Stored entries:
******************************

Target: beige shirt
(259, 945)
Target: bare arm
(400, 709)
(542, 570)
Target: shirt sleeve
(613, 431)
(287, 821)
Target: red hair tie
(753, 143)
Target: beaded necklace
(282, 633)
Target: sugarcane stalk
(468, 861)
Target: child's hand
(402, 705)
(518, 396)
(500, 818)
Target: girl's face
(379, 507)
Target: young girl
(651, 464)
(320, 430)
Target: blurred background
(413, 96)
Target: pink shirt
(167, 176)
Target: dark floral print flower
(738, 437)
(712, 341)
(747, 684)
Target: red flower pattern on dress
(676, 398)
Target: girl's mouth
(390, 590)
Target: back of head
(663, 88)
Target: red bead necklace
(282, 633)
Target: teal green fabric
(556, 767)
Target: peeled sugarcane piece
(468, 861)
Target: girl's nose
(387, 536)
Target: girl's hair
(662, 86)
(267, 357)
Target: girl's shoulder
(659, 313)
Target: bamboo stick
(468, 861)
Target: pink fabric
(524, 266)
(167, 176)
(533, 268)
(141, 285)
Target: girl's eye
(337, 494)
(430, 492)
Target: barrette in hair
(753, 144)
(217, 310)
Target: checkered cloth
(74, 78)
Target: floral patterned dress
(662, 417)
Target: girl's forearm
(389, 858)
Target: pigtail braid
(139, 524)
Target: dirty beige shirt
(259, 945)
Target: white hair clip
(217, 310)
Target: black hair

******************************

**Exercise goal:**
Write out all of the stored entries again, switching each "girl's" to "child's" and leaving every other part as it is.

**The output:**
Target: beige shirt
(259, 945)
Target: bare arm
(400, 709)
(542, 570)
Target: shirt sleeve
(613, 431)
(287, 821)
Target: red hair tie
(753, 143)
Target: beaded necklace
(282, 633)
Target: sugarcane stalk
(468, 861)
Target: child's hand
(402, 705)
(518, 396)
(500, 818)
Target: child's face
(379, 507)
Target: young girl
(651, 464)
(320, 430)
Target: blurred background
(413, 96)
Target: pink shirt
(167, 176)
Target: dark floral print flower
(738, 437)
(712, 341)
(747, 684)
Target: red flower pattern on dress
(676, 398)
Target: child's mouth
(390, 590)
Target: back of head
(663, 88)
Target: red bead necklace
(282, 633)
Target: teal green fabric
(556, 767)
Target: peeled sugarcane piece
(468, 861)
Target: child's nose
(387, 536)
Target: child's hair
(662, 86)
(267, 357)
Target: child's shoulder
(659, 313)
Target: bamboo stick
(468, 861)
Target: pink fabric
(524, 266)
(167, 176)
(533, 268)
(141, 285)
Target: child's eye
(337, 494)
(430, 492)
Target: barrette in hair
(753, 144)
(217, 310)
Target: checkered cloth
(74, 78)
Target: floral patterned dress
(662, 417)
Target: child's forearm
(389, 858)
Target: pigtail braid
(139, 524)
Target: dirty beige shirt
(259, 945)
Target: white hair clip
(217, 310)
Target: black hair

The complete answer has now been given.